**Exercise**
Starting at the line that contains "[point] flagpole (one", copy each line through the final one exactly as written.

**Data supplied**
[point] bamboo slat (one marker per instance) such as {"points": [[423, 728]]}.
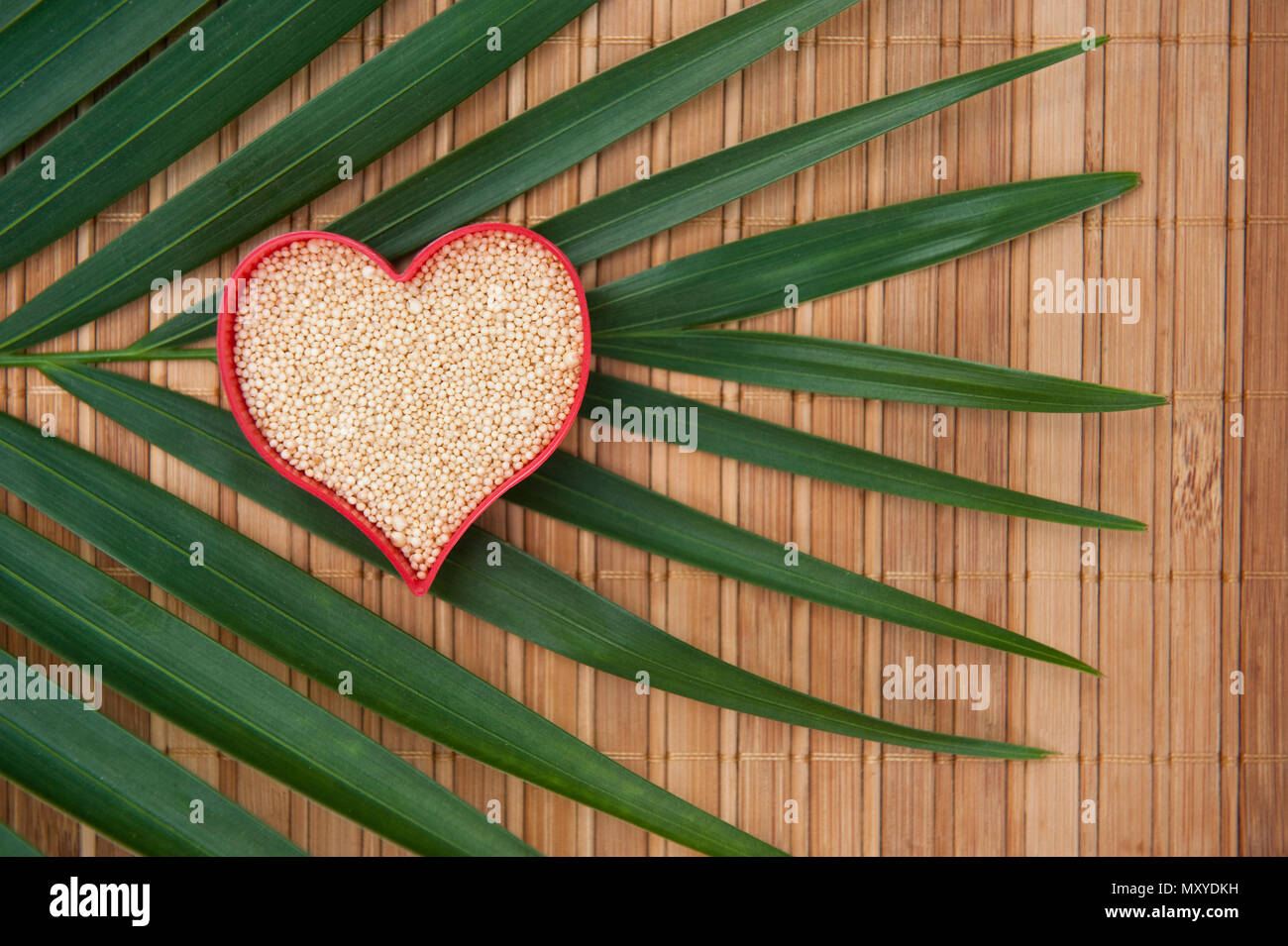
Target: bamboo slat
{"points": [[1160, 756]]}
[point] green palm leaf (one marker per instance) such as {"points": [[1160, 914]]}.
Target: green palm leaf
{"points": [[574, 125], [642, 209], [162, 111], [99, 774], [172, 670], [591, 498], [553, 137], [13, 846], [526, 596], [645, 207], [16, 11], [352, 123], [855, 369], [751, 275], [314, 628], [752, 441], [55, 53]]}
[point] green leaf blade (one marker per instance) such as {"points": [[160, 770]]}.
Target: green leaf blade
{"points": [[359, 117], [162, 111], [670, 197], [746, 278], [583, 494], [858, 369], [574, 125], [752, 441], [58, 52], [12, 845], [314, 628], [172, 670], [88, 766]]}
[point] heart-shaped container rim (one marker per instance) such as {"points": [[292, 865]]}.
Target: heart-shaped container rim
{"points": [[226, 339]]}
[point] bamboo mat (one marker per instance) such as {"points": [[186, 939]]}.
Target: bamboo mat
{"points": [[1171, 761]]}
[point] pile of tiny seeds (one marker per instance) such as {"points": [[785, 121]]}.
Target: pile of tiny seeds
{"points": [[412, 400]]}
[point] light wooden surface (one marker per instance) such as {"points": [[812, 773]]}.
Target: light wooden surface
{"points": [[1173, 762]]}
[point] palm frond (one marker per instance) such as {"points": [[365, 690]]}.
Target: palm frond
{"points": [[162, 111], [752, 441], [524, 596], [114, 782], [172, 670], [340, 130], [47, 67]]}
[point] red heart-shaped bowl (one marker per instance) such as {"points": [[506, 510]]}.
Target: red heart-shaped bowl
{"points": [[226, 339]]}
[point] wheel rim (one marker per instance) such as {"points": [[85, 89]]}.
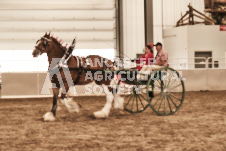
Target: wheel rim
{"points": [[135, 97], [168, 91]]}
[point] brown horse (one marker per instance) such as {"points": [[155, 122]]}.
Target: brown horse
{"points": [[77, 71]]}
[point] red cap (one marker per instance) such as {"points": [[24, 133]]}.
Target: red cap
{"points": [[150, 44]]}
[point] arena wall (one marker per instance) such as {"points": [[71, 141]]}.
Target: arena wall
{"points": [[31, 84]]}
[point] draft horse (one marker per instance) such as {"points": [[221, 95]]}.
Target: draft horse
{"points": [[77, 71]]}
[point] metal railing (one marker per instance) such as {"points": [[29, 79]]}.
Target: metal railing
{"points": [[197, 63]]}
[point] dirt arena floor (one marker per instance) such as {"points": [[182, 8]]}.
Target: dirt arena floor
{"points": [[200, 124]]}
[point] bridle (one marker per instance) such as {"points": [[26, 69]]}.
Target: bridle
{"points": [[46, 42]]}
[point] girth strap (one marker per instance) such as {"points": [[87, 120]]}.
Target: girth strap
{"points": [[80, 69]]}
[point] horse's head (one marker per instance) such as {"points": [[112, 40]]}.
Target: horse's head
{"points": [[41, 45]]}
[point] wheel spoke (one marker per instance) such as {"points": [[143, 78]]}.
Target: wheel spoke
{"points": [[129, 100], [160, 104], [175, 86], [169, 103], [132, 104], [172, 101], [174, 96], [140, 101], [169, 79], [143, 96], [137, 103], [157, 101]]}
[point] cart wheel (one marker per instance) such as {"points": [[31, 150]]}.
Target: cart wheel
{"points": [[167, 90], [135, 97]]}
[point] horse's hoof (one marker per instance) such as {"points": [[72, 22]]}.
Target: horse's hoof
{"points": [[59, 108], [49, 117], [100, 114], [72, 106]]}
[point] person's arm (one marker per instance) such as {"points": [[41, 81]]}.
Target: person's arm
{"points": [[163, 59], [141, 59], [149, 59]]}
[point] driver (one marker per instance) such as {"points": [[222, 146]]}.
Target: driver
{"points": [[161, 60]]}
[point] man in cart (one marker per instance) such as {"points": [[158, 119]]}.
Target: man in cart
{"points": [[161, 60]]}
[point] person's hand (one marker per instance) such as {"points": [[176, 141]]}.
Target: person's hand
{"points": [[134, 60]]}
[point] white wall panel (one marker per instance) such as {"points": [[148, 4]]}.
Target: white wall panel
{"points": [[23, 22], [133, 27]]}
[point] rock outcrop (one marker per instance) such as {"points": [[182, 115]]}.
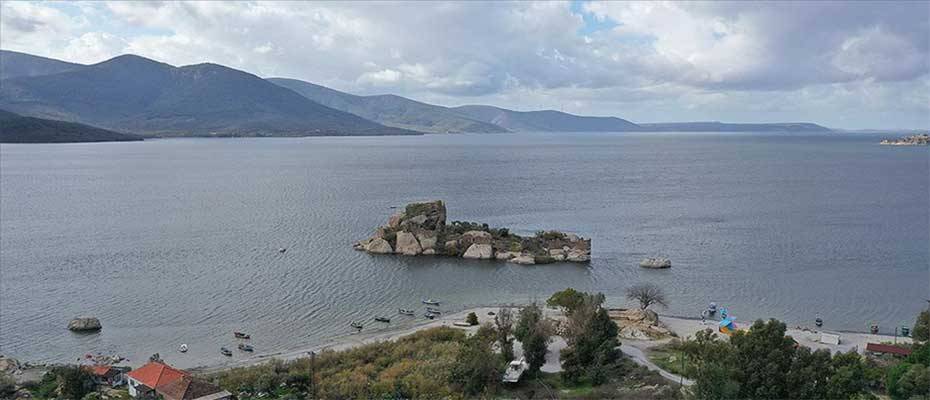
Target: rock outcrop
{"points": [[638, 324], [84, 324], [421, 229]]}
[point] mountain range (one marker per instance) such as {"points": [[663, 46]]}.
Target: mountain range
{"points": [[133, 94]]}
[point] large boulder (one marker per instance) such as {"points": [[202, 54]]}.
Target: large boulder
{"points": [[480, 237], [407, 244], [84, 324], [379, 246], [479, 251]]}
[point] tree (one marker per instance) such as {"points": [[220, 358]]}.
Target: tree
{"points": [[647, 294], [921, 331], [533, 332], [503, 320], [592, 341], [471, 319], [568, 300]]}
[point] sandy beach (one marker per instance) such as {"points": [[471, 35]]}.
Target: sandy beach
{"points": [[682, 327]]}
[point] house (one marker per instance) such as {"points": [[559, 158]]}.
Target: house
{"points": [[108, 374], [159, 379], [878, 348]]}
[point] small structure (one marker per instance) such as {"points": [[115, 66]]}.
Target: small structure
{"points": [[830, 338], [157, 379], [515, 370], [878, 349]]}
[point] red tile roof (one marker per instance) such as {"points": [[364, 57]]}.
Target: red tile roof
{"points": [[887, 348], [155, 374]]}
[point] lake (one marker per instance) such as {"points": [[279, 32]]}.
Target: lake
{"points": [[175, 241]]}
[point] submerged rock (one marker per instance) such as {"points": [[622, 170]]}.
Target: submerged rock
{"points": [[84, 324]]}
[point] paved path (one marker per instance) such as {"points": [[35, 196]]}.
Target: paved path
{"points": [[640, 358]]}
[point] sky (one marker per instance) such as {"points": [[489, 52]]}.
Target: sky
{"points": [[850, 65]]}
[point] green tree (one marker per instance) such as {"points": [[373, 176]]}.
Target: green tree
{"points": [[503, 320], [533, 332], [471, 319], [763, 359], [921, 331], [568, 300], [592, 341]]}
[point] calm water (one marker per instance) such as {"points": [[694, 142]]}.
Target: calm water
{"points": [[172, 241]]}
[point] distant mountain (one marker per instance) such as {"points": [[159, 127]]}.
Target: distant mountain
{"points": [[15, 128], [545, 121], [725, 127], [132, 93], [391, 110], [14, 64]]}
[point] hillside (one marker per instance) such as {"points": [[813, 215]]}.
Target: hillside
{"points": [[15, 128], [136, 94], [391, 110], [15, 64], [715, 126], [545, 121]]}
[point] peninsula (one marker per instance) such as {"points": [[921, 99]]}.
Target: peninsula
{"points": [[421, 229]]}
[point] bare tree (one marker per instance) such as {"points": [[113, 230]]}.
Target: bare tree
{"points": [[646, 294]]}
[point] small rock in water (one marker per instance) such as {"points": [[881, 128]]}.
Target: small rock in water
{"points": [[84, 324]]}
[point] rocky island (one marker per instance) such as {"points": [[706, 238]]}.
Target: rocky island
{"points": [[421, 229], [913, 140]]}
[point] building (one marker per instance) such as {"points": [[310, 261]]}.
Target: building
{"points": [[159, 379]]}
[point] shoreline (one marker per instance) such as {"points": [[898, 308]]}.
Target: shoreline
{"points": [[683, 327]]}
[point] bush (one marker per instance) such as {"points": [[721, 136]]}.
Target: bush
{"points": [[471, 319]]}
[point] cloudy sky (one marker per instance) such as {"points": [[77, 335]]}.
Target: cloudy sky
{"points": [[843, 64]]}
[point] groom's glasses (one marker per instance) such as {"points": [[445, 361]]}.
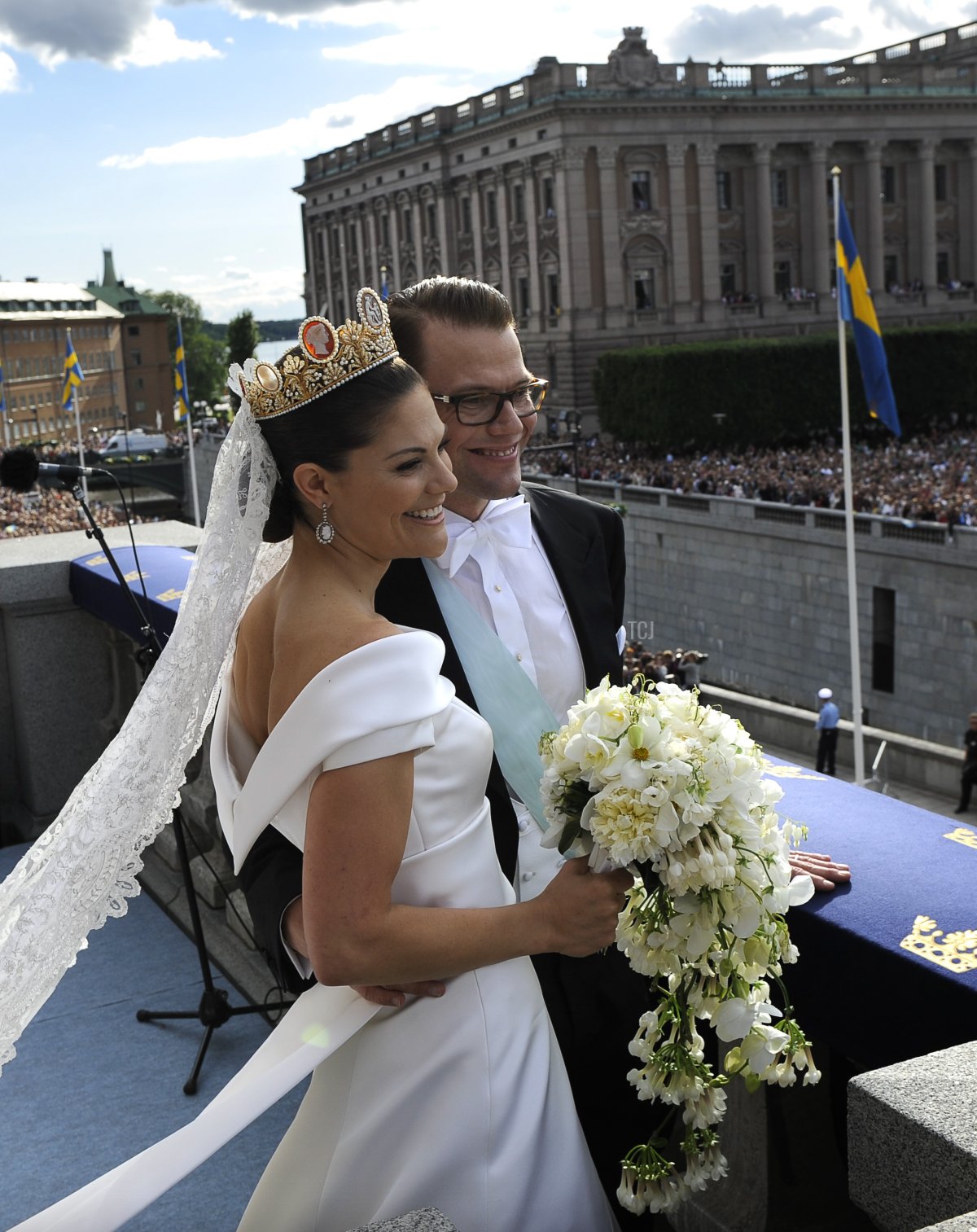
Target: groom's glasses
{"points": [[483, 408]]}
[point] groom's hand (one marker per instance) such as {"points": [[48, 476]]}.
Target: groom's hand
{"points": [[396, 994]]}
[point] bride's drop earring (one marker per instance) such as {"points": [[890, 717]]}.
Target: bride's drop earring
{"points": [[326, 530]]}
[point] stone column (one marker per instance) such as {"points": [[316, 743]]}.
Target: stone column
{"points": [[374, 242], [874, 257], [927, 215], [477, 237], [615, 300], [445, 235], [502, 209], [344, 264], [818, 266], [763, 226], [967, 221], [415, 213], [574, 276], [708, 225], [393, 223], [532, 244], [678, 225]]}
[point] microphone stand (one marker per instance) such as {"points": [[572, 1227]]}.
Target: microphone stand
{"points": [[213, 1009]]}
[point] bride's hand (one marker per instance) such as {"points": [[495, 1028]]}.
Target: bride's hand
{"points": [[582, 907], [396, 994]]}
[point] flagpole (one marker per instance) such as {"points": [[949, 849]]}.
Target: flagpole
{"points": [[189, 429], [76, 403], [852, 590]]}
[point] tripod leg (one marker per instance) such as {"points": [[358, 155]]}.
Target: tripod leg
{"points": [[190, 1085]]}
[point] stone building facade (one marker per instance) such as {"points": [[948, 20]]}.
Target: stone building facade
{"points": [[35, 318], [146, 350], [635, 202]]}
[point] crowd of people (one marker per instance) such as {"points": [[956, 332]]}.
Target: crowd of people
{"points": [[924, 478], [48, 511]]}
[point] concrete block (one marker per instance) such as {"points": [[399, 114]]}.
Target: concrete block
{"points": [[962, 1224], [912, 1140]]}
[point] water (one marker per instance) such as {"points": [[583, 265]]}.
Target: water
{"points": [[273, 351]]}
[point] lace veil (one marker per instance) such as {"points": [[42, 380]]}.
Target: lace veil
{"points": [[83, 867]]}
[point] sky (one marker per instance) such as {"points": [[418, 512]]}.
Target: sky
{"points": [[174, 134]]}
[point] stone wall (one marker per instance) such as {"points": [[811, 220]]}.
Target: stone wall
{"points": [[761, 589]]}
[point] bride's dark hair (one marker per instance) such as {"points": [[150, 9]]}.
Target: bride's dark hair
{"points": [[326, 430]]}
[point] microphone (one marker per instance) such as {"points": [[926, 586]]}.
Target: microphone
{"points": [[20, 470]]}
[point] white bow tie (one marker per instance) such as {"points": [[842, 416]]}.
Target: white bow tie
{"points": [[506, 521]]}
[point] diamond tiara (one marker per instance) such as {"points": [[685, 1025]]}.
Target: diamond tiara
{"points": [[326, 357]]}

**Solution for this exercise**
[point] flagpole (one marker per instance) such as {"points": [[949, 849]]}.
Target: flagpole
{"points": [[189, 429], [76, 403], [852, 590]]}
[point] tripod leg (one marker per instance) such as {"points": [[358, 155]]}.
Target: tripod leg
{"points": [[190, 1085]]}
[point] stone building facade (one marker per instance) such as {"points": [[948, 20]]}.
Target: stone building facade
{"points": [[35, 318], [146, 350], [635, 202]]}
[point] crowd of people (one marker per instance) such as {"points": [[956, 332]]}.
Target: crowd of people
{"points": [[924, 478], [48, 511]]}
[point] concrete block (one marker per instance) such as {"points": [[399, 114]]}.
Target: concrete block
{"points": [[962, 1224], [912, 1140]]}
[point] water (one marker per instance) such as {"points": [[583, 265]]}.
Target: water
{"points": [[273, 351]]}
[point] lace veil (one marker per instance) such as {"points": [[42, 380]]}.
Target: lace veil
{"points": [[83, 867]]}
[point] sky (one marker per instance) such as {"points": [[418, 512]]}.
Target: sky
{"points": [[174, 134]]}
[point] stone wall (one marker per instance) such as {"points": [[811, 220]]}.
Target: stone wall
{"points": [[761, 589]]}
[point] bride's dark hair (one marker per instance) such as {"points": [[150, 9]]}.
Target: bride's dark hair
{"points": [[326, 430]]}
[point] microphone (one marker per instance) such as {"points": [[926, 586]]}.
Target: microphone
{"points": [[20, 470]]}
[point] white bow tie (one marker per instance) such as {"points": [[842, 416]]}.
Target: white bow tie
{"points": [[506, 521]]}
[point] diamond tiara (one marker per instance) such as {"points": [[685, 1025]]}.
Target: diamond tiara
{"points": [[326, 357]]}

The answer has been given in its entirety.